**Quoted passage**
Begin

Dark Matter and Culture

1

The Nature and Pedigree of Dark Matter

Adherence to an epistemology is not something which merely ‘happens to a person but instead it reflects a component of his moral development. In some sense he is . . . morally responsible for adopting an epistemology even though it can neither be proved nor disproved to the satisfaction of those who oppose it.
KENNETH PIKE, With Heart and Mind: A Personal Synthesis of Scholarship and Devotion
This chapter provides a definition and pedigree of the notion of dark matter, tracing two broad clades of descent—the Platonic and the Aristotelian. I align my own work with the Aristotelian, empiricist line, arguing in favor of this tradition throughout the remainder of the book.
The first section of the chapter looks at kinds of knowledge that linguists, philosophers, psychologists, and anthropologists have proposed that are relevant for our present concerns. I give a definition of dark matter, its major divisions into unspoken and ineffable, and how it is distinct from other types of knowledge, including tacit knowledge. We look at knowledge-how vs. knowledge-that, for example, arguing, along with others, that no clear dividing line exists between such knowledges.
In this regard, I also discuss knowledge as “particle, wave, and field,” borrowing these three perspectives from the work of Kenneth Pike. I look at linguistic knowledge of sound units—phonemes and allophones (the local variants of phonemes)—in order to exemplify these epistemological perspectives.
Next we move to a discussion of the Platonic tradition of innate knowledge, continuing from Plato to Chomsky and beyond, via many others. This section also looks closely at the influence of the thesis of the “psychic unity of mankind” first proposed by Adolf Bastian. Following this, we survey different works in the Aristotelian tradition of dark matter. We then reach the conclusion of this chapter, also providing a survey of the major lessons learned here.

End

**Supplied entries**
Begin

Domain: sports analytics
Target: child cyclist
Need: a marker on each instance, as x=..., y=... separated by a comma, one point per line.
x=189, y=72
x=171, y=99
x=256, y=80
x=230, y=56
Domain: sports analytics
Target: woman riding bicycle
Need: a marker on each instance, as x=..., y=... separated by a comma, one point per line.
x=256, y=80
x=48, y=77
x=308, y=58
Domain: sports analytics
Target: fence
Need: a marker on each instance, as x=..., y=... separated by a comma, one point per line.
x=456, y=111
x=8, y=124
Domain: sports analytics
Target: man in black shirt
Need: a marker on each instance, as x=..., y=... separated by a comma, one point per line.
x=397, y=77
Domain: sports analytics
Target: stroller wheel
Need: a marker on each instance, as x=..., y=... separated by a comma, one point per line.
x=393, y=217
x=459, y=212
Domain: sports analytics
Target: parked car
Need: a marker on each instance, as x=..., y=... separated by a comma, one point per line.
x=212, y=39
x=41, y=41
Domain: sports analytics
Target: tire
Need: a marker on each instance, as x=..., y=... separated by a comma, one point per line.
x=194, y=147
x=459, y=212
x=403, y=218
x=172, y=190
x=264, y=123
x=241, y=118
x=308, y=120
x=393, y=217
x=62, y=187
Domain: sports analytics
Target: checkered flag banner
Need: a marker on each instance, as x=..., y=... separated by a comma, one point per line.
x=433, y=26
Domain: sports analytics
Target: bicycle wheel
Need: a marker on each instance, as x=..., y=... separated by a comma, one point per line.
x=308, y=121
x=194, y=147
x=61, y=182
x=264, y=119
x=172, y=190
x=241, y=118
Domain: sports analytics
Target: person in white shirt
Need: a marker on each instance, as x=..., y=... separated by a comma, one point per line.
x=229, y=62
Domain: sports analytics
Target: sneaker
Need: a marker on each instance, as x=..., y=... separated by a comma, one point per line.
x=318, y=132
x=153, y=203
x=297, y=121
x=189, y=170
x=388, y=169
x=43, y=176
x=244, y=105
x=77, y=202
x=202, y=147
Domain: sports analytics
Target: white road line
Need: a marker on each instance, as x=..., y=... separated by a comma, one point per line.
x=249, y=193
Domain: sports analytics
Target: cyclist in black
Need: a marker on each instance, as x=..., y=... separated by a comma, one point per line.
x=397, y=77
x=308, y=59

End

**What you will do**
1. According to the dark matter excerpt, which groups of scholars have proposed kinds of knowledge relevant to its concerns? List them all.
2. In the dark matter excerpt, who first proposed the thesis of the "psychic unity of mankind"?
3. Please retype everything in the dark matter excerpt from "Next we move" down to "lessons learned here.".
The records have no connection to the dark matter excerpt.

**Full solutions**
1. Linguists, philosophers, psychologists, and anthropologists.

2. Adolf Bastian.

3.
Next we move to a discussion of the Platonic tradition of innate knowledge, continuing from Plato to Chomsky and beyond, via many others. This section also looks closely at the influence of the thesis of the “psychic unity of mankind” first proposed by Adolf Bastian. Following this, we survey different works in the Aristotelian tradition of dark matter. We then reach the conclusion of this chapter, also providing a survey of the major lessons learned here.